Source text:
[Feature Request] Allow for percentage of rows to be null
rlh1994 opened this issue · comments
Is your feature request related to a problem? Please describe.
We have a column that most of the time should not be null, but we allow some tolerance in this due to the way the data is sourced, currently there is no test that allows for a proportion of the records in a column to be null, it's all or nothing.
Describe the solution you'd like
A test (or option in an existing test) that calculated the proportion of (not) null records and compares it against some specified tolerance.
Describe alternatives you've considered
Creating a custom test or not testing at all.
Additional context
Hi @clausherther I'm happy to work on this feature.
@danhphan that'd be amazing, thanks! 👏 Let me know if I can help with anything. I think we already have a couple of tests that implemented some sort of tolerance level.
Yes, let me look into the code base and its tests in more details. Thank you!
This is an amazing feature! Any updates?
@rlh1994 you can set tolerances for any test in terms of the absolute number of failing records:
- not_null:
- config:
- error_if: ">1000"
- warn_if: ">500"
But it would be a nice enhancement if you could specify it as a proportion rather than an absolute number...
dbt-utils
has this feature
https://github.com/dbt-labs/dbt-utils/tree/1.1.1/#not_null_proportion-source
- dbt_utils.not_null_proportion:
at_least: 0.99

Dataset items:

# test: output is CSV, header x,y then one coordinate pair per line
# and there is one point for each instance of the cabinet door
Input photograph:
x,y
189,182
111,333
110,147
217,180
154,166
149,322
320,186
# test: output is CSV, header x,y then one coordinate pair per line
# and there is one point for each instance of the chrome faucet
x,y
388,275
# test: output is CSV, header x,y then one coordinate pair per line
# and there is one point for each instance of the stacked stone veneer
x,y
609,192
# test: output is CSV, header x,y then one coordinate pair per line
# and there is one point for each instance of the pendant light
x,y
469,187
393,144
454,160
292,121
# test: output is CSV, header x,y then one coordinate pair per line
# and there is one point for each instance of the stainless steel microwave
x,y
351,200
...
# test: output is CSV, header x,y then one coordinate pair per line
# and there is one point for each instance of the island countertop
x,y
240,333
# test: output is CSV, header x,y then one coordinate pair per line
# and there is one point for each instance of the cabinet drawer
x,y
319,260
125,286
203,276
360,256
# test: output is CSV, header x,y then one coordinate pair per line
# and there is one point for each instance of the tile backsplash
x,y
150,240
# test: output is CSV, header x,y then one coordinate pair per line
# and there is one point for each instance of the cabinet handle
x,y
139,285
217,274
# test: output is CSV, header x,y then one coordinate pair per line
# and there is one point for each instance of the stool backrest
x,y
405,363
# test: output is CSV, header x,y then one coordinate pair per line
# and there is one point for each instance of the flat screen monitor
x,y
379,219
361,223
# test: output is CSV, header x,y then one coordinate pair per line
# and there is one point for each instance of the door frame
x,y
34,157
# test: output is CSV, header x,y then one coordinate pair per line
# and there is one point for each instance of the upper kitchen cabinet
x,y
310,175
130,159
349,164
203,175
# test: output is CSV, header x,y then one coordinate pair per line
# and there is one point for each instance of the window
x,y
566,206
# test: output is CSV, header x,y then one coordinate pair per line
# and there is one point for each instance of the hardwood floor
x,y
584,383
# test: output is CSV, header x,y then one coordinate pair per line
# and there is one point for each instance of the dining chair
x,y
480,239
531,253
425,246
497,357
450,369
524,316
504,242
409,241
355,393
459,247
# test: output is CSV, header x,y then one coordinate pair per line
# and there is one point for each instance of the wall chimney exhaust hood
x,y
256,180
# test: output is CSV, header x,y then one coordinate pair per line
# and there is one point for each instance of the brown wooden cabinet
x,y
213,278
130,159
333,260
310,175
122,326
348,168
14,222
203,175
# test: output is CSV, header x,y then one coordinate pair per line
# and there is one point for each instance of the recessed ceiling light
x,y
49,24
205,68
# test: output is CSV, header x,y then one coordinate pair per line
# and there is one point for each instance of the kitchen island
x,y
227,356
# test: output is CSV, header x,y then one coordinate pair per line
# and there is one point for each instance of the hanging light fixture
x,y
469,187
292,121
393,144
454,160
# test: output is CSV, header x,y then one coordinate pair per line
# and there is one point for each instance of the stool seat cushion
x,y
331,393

What is being asked:
Please answer these questions about the feature request thread above:
1. What alternatives does the request say were considered?
2. What value does the config example give for "warn_if"?
3. What "at_least" value appears under "dbt_utils.not_null_proportion"?

Response to this task:
1. Creating a custom test or not testing at all.
2. ">500"
3. 0.99